◆ Exercise ◆
Nothing but the lines from the one containing "Where can you spot the brown" through the last line should be written out, please, exactly as they stand.

◆ Provided entries ◆
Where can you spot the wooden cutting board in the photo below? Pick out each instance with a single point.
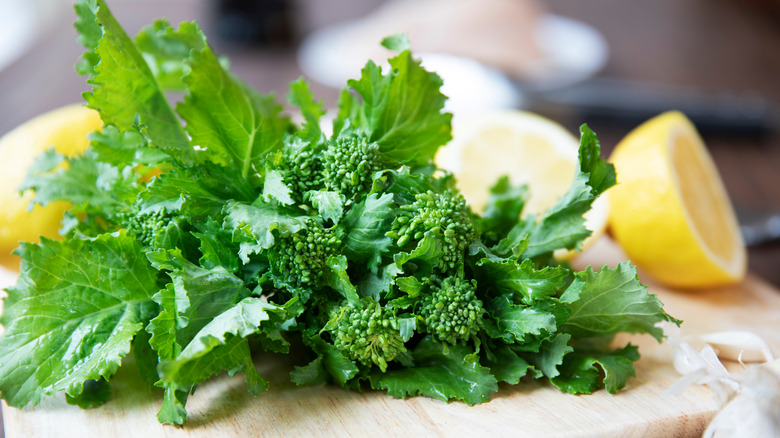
(223, 407)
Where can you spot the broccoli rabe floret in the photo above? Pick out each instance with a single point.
(451, 311)
(301, 171)
(446, 215)
(298, 260)
(349, 164)
(150, 228)
(368, 334)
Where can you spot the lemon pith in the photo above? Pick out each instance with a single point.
(669, 210)
(526, 147)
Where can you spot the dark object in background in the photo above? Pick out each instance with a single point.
(248, 22)
(631, 102)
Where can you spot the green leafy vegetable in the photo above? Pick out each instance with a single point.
(202, 235)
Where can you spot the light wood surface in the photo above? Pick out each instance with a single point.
(223, 407)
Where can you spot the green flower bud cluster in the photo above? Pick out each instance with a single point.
(349, 164)
(446, 215)
(302, 174)
(147, 226)
(368, 334)
(299, 259)
(451, 312)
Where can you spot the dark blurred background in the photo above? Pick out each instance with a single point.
(717, 60)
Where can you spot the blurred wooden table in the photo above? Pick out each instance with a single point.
(710, 44)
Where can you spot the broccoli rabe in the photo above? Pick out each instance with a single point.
(446, 216)
(349, 164)
(300, 170)
(298, 260)
(368, 334)
(152, 228)
(451, 311)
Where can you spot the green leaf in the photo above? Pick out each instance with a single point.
(377, 285)
(94, 393)
(124, 89)
(199, 294)
(585, 373)
(440, 372)
(527, 283)
(400, 111)
(520, 321)
(172, 410)
(366, 225)
(507, 366)
(256, 223)
(241, 320)
(146, 359)
(89, 34)
(336, 276)
(335, 363)
(72, 315)
(166, 50)
(99, 186)
(612, 301)
(424, 257)
(562, 226)
(313, 373)
(121, 148)
(330, 205)
(235, 125)
(216, 246)
(397, 43)
(552, 354)
(503, 209)
(301, 96)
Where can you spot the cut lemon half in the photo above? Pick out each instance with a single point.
(670, 211)
(65, 129)
(529, 149)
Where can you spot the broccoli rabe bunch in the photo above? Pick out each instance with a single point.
(216, 227)
(451, 311)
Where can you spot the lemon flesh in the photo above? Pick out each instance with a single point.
(529, 149)
(670, 211)
(65, 129)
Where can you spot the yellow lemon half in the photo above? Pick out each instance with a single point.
(65, 129)
(670, 211)
(529, 149)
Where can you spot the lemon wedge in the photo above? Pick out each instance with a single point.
(670, 211)
(65, 129)
(529, 149)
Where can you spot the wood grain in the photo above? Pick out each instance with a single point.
(223, 407)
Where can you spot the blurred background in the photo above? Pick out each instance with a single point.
(610, 63)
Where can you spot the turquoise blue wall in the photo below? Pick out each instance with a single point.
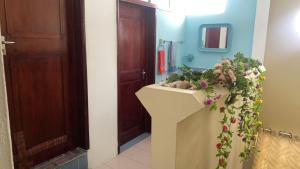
(169, 26)
(240, 14)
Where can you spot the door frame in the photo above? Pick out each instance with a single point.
(77, 20)
(150, 63)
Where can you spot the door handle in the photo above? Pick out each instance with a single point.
(143, 73)
(4, 43)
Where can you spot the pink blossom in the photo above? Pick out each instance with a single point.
(203, 84)
(208, 102)
(226, 61)
(218, 66)
(218, 71)
(218, 97)
(222, 77)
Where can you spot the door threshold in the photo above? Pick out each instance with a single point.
(133, 142)
(75, 159)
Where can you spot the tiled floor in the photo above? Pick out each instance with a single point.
(136, 157)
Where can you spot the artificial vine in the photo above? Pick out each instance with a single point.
(243, 77)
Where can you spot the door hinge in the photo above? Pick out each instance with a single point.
(3, 48)
(4, 43)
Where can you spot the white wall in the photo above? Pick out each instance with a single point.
(5, 139)
(260, 29)
(101, 43)
(281, 110)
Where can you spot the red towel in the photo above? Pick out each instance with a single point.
(161, 61)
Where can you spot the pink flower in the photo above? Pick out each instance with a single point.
(222, 77)
(226, 61)
(218, 71)
(231, 75)
(203, 84)
(218, 97)
(218, 66)
(208, 102)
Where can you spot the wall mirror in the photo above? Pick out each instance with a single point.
(215, 37)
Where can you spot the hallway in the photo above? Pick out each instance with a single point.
(136, 157)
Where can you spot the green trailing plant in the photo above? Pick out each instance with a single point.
(243, 77)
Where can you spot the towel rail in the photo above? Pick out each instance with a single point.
(162, 41)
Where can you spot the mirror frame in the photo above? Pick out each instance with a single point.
(229, 38)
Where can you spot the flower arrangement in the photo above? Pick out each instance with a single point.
(243, 77)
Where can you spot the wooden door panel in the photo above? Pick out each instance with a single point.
(40, 99)
(46, 105)
(131, 44)
(131, 63)
(22, 12)
(129, 105)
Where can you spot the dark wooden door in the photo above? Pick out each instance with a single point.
(44, 78)
(136, 43)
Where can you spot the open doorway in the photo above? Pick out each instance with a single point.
(136, 68)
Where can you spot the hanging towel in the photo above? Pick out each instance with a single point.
(172, 57)
(161, 60)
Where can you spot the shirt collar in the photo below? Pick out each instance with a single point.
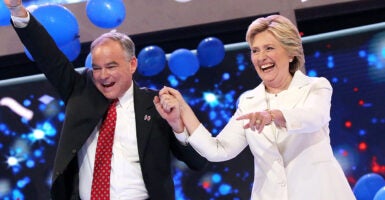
(127, 97)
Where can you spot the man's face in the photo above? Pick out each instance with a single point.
(112, 69)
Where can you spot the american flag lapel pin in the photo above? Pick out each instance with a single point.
(147, 118)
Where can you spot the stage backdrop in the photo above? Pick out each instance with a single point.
(31, 116)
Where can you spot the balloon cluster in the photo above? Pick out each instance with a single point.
(52, 17)
(106, 13)
(102, 13)
(370, 186)
(181, 62)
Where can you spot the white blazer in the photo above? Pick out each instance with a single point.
(292, 163)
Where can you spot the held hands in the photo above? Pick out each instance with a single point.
(258, 120)
(169, 109)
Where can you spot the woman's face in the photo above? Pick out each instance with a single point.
(270, 60)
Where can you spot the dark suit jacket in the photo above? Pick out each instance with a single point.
(86, 106)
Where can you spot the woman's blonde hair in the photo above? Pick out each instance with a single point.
(285, 32)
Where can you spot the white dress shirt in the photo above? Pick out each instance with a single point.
(126, 175)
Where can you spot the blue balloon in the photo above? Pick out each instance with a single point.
(368, 185)
(211, 52)
(151, 60)
(5, 15)
(88, 62)
(71, 49)
(380, 195)
(106, 13)
(183, 63)
(60, 22)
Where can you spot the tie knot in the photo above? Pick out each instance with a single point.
(114, 102)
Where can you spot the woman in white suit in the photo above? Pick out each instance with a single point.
(284, 120)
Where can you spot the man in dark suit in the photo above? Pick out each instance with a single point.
(143, 140)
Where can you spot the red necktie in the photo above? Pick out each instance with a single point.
(102, 166)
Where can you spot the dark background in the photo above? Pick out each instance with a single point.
(353, 61)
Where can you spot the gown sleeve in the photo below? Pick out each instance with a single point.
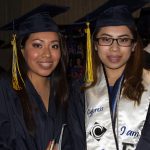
(6, 129)
(144, 142)
(75, 118)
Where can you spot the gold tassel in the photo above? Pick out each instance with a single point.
(15, 66)
(89, 68)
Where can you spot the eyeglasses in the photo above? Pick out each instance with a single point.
(106, 41)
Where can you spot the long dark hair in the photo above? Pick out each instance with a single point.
(58, 82)
(132, 86)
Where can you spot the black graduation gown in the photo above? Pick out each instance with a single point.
(13, 132)
(76, 122)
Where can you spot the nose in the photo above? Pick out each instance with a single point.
(114, 46)
(46, 52)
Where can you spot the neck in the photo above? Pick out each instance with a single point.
(113, 75)
(42, 86)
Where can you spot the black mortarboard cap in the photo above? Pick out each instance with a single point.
(37, 20)
(115, 16)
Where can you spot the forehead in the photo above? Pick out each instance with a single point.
(115, 31)
(43, 35)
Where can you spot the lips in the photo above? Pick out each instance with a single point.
(114, 59)
(46, 65)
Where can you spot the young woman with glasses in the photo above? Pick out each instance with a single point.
(112, 111)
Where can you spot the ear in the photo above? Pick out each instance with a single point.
(96, 48)
(133, 47)
(22, 51)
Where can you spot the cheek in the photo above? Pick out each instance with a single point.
(56, 55)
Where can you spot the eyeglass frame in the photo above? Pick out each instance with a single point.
(113, 39)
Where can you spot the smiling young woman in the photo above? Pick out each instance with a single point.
(121, 87)
(32, 104)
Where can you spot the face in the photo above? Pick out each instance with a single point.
(114, 56)
(42, 53)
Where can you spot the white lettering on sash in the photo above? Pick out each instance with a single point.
(91, 111)
(131, 133)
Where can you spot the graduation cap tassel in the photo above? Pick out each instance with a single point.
(89, 68)
(15, 66)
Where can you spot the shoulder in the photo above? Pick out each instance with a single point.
(146, 77)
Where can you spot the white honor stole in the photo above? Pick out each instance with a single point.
(130, 119)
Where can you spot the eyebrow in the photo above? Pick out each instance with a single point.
(105, 34)
(43, 40)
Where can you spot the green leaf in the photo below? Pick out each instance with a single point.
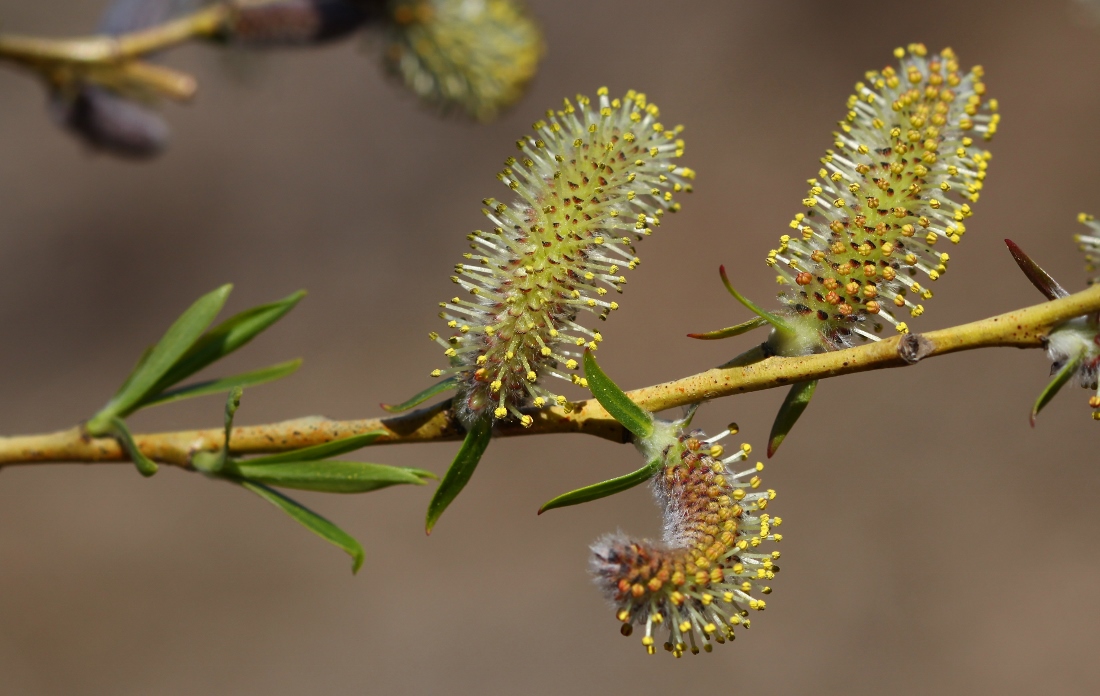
(604, 488)
(215, 386)
(732, 331)
(312, 521)
(119, 431)
(320, 451)
(1056, 384)
(439, 387)
(227, 338)
(330, 476)
(634, 418)
(1038, 277)
(796, 401)
(772, 319)
(232, 402)
(176, 342)
(461, 470)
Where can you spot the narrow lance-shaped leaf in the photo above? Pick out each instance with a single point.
(320, 451)
(216, 386)
(1059, 380)
(634, 418)
(224, 339)
(604, 488)
(1040, 278)
(437, 388)
(796, 401)
(119, 431)
(461, 470)
(175, 343)
(326, 476)
(312, 521)
(772, 319)
(745, 327)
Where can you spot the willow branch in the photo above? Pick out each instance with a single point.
(1024, 329)
(57, 61)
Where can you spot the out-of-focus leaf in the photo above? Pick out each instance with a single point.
(634, 418)
(119, 431)
(179, 338)
(461, 470)
(1040, 278)
(437, 388)
(319, 451)
(604, 488)
(730, 331)
(796, 401)
(312, 521)
(226, 338)
(215, 386)
(772, 319)
(1059, 380)
(330, 476)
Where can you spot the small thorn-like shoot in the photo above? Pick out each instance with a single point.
(1089, 244)
(1040, 278)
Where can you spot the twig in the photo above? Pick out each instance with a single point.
(1024, 328)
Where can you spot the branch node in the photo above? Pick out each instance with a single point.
(914, 346)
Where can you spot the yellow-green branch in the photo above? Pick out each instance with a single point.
(1024, 328)
(117, 59)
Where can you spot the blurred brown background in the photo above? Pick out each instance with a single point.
(935, 543)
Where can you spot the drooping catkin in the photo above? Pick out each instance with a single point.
(713, 564)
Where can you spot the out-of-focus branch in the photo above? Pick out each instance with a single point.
(118, 58)
(1024, 328)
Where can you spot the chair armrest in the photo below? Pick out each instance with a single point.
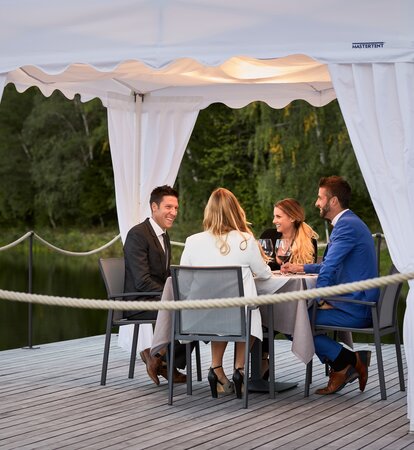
(136, 294)
(348, 300)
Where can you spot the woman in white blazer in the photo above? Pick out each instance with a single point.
(228, 241)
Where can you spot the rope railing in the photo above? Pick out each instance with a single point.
(68, 252)
(207, 303)
(17, 241)
(71, 253)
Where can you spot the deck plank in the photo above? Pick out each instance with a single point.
(51, 398)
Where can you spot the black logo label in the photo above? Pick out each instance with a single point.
(368, 44)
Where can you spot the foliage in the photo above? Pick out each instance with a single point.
(56, 166)
(58, 171)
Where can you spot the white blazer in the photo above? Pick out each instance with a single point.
(202, 249)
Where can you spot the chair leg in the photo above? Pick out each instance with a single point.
(106, 347)
(399, 358)
(380, 364)
(198, 362)
(308, 377)
(170, 369)
(133, 351)
(271, 336)
(171, 359)
(189, 367)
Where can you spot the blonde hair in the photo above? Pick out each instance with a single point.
(223, 214)
(303, 251)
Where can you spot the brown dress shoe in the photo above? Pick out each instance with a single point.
(361, 367)
(153, 363)
(337, 380)
(178, 377)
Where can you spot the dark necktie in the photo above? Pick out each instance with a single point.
(164, 236)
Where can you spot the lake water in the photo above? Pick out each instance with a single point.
(53, 274)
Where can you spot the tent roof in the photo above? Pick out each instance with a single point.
(233, 51)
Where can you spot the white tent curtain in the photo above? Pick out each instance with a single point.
(148, 137)
(377, 102)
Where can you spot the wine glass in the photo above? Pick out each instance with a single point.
(283, 250)
(267, 246)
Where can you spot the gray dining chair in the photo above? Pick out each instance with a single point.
(219, 324)
(113, 274)
(384, 322)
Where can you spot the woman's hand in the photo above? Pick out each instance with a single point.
(291, 268)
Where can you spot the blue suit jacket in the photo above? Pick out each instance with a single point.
(350, 256)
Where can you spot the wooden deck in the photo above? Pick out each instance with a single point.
(50, 398)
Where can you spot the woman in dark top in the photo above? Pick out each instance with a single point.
(289, 220)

◆ Expected answer ◆
Where can you spot the brown dress shoe in the photo above? Pick out each instance with a single point.
(361, 367)
(153, 363)
(337, 380)
(178, 377)
Where can you spot the dark necktie in the photo above? Pick out each instance with a single point.
(164, 236)
Where can you spot the lake water in the photo above? Pick out each instance with a single point.
(53, 274)
Where can you spot the tent roof in the photo above? Pick out each instance with a single point.
(233, 51)
Where can you spot the white tent curtain in the photo above? Pick out each instance with a single point.
(148, 137)
(377, 102)
Where can you spot the wine glass in the photo above? Pick out each instance with a single point.
(283, 250)
(267, 246)
Where can you spot the gray dining chair in the photo above? Pick out each instance with a single point.
(219, 324)
(113, 274)
(384, 322)
Where can you spot the woman's hand in the photo above? Pick out each instance with a single point.
(291, 268)
Where can you spot the blue suit jacket in the photo above? Pick out each instance with a single point.
(350, 256)
Where can you spot the wooden deck in the photo above? Pick out each instance with a single point.
(50, 398)
Where can you spot the woman in dark top in the photo above? Pick out each instance with a single point.
(289, 220)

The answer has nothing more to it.